TEXTAUSZUG:
━━━━━━━━━━
Eine Novelle, ein politischer Essay, ein Roman: Bunt durchmischt geht es in dieser Runde »Kurz angerissen« daher.
Jan Koslowski: Rabauken
Die neueste Novelle aus dem Korbinian Verlag liefert wieder genau das ab, womit die Kreuzberger*innen sich einen Namen gemacht haben. Radikal unverstellte Prosa, so ungeschliffen und nackt, dass es wehtut. Das auf doppelte Weise: Manchmal ist Rabauken zart wie wild und transportiert das Lebensgefühl eines wilden Sommers voller Möglichkeiten und ohne Ketten. Alles erscheint möglich in dieser kleinen Geschichte um Yusuf, Thibault, Clara, Pauline, Nico und andere Menschen vermutlich irgendwo in ihren späteren Zwanzigern. Manchmal nimmt die Erzählung den Drive dieses Lebensgefühl richtig auf, nimmt mit und trägt die Novelle wie auf einer leichten Sommerbrise.
Aber eben nur manchmal. Denn roh hin oder her, der Text strotzt dermaßen vor Fehlern, dass es einfach nicht spurlos an den Lesenden vorbeigehen kann. Und dann sind die Charaktere der Protagonist*innen und ihre vielen vielen Marotten derart hedonistisch und oberflächlich, dass es hart in die Karikatur geht. Dazu kommt noch die unfassbar wankelmütig-allwissende Erzählstimme, dass es manchmal vor überzeichneter Hippness einfach nicht mehr auszuhalten ist. Schade drum, die erzählerischen Ansätze sind hier wirklich gut, aber es kommt einfach zu viel zusammen, was es mir schwer gemacht hat, Rabauken durchgängig zu mögen. [s]
Jan Koslowski: Rabauken | Korbinian Verlag | 135 Seiten | 20 Euro
Justus Bender: Der Plan
Als wir kürzlich Post von Neonazis bekamen, kannte die Wut kaum Grenzen. Wie kommen Menschen dazu, solch eine Kacke wirklich zu glauben? Es ist schlicht unfassbar. Und dann auch noch uns etwas davon per Post zu schicken – einfach ein riesiger Downer. Der Plan von Justus Bender war da genau die richtige Anschlusslektüre. Denn er schreibt ruhig wie ernsthaft über das große Problem der Auseinandersetzung mit Rechtsradikalen: Sie glauben an kompletten Wahnsinn, haben eine komplett irrationale Ideologie, gehen aber in ihren Aktionen oft überaus strategisch und durchdacht vor.
━━━━━━━━━━
EXTRAHIERTE DATEN:
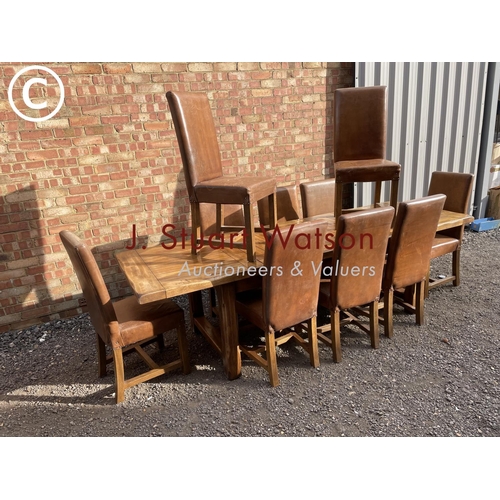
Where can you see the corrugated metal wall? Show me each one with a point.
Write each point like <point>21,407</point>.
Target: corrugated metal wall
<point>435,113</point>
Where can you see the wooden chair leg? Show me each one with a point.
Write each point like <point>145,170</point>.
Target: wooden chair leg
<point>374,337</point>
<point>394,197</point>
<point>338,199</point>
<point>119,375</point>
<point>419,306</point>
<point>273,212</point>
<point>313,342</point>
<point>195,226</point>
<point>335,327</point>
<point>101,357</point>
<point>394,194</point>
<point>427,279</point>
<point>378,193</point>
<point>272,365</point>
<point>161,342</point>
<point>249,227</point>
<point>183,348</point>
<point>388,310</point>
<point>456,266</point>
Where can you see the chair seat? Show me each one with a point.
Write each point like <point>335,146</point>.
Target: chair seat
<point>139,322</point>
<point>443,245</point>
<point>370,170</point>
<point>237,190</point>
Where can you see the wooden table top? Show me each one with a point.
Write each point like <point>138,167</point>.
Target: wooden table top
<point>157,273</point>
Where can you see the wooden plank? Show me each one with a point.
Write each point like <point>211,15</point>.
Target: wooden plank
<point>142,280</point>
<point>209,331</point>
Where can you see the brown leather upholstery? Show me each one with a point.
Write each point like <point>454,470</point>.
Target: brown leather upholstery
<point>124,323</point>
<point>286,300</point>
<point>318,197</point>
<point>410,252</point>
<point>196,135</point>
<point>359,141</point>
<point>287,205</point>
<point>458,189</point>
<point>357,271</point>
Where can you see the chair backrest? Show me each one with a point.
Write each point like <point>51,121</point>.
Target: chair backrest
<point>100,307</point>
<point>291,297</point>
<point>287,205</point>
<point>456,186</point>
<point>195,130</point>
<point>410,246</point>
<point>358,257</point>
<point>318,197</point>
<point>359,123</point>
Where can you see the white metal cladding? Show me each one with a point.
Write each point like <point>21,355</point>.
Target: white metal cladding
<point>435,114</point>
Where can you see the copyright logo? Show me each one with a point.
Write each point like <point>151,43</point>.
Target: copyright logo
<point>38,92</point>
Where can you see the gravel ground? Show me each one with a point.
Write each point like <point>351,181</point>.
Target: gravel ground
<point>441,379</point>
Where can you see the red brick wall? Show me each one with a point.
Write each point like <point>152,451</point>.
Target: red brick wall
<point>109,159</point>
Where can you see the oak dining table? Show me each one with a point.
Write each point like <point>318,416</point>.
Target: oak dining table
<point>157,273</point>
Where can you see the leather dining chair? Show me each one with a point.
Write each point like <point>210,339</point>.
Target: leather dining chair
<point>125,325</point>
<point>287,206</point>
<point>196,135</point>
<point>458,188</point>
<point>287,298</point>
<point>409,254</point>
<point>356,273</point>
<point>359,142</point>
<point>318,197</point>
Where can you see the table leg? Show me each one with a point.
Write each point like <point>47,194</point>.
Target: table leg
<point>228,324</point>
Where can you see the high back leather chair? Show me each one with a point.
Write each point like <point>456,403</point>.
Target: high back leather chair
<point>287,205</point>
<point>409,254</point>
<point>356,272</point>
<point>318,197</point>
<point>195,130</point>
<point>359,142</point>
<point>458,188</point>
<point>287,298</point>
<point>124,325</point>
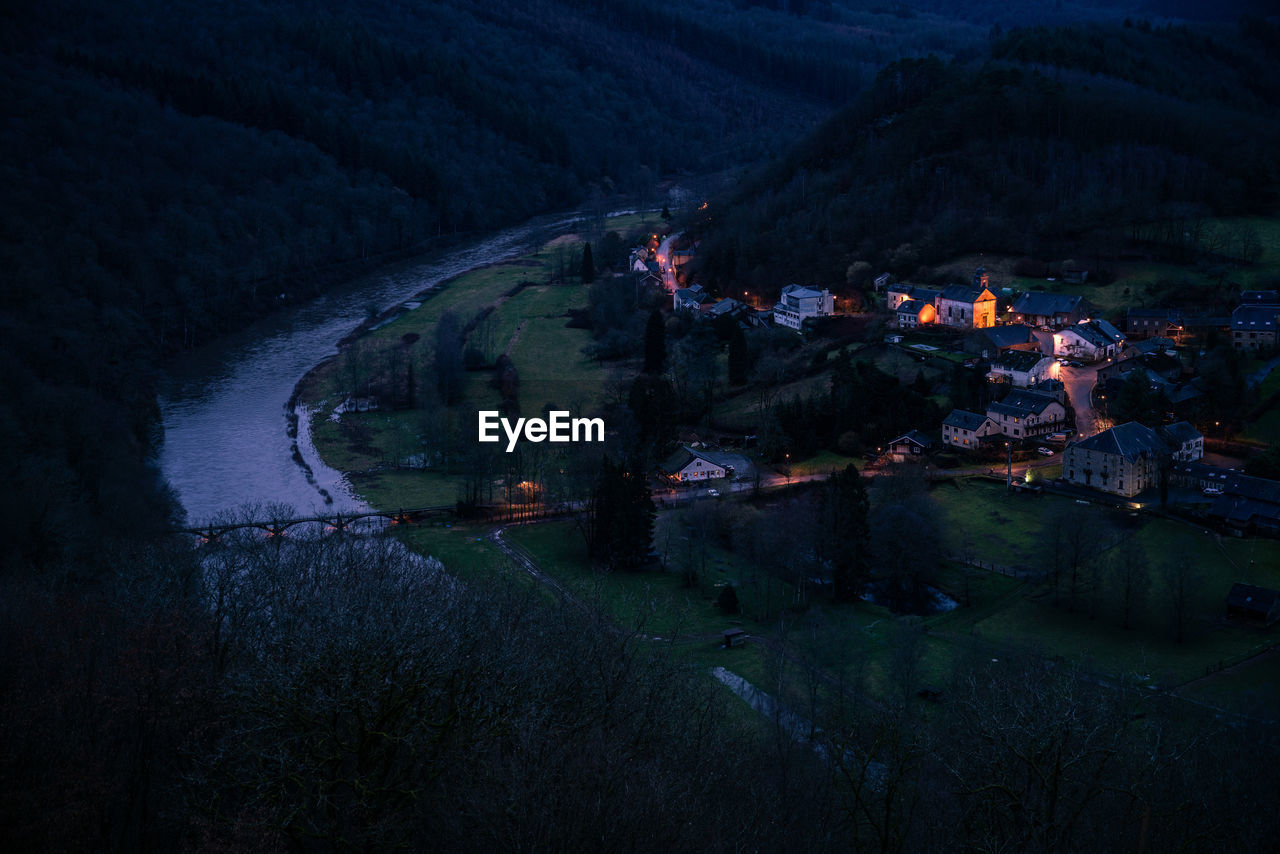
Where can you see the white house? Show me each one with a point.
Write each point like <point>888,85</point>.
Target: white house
━━━━━━━━━━
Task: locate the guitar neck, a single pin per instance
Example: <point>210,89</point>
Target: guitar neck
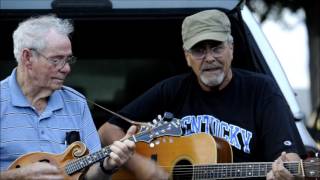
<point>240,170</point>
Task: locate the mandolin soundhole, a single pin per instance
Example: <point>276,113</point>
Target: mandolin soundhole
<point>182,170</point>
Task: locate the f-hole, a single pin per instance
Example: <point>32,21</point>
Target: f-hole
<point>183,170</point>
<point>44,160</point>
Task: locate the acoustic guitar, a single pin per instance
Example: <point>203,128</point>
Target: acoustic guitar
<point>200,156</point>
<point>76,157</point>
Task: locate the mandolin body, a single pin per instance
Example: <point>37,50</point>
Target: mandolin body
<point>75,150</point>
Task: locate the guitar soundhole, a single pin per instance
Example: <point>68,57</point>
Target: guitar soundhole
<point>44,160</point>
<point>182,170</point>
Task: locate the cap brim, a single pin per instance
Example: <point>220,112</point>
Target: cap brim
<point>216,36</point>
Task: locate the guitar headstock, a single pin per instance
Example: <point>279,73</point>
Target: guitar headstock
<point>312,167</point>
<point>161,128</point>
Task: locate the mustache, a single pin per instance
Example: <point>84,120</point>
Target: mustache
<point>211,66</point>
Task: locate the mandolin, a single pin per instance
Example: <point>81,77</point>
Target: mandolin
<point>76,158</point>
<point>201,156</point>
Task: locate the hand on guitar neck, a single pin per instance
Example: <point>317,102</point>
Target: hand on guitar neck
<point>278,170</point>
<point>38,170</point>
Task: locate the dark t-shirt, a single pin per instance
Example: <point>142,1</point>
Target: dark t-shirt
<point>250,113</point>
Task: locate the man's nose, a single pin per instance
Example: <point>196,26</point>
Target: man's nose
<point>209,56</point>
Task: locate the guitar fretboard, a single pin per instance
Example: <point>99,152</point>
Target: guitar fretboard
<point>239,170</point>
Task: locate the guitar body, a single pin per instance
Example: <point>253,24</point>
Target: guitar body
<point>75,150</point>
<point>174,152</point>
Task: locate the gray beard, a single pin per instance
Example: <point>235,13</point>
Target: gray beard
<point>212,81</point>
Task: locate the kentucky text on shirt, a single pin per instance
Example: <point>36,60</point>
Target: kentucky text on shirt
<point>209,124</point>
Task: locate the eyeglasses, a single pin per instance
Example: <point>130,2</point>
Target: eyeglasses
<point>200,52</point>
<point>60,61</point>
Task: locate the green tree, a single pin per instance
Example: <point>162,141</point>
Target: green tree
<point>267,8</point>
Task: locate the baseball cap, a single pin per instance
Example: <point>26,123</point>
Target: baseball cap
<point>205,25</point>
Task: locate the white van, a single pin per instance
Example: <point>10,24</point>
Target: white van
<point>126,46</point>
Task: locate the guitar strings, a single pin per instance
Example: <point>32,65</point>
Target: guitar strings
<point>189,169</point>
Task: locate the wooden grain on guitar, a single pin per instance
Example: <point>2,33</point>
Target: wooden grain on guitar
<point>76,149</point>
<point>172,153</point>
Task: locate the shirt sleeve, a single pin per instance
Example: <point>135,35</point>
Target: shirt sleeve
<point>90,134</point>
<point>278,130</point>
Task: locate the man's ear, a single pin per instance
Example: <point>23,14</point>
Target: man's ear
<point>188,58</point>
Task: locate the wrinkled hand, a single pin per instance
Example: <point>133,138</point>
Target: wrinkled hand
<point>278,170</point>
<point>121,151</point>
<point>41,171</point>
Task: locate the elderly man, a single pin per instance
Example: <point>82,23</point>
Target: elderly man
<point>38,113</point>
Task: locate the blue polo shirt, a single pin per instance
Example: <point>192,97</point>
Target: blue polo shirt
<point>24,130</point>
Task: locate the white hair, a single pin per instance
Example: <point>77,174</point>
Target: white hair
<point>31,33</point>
━━━━━━━━━━
Beantworte die folgenden Fragen zum Textauszug mit den Angaben, die er selbst macht.
1. In welchem Verlag ist die Novelle „Rabauken“ erschienen?
2. Wie viele Seiten hat „Rabauken“, und was kostet das Buch?
3. Welches Buch war nach der Post von Neonazis die passende Anschlusslektüre?

1. Im Korbinian Verlag.
2. Es hat 135 Seiten und kostet 20 Euro.
3. „Der Plan“ von Justus Bender.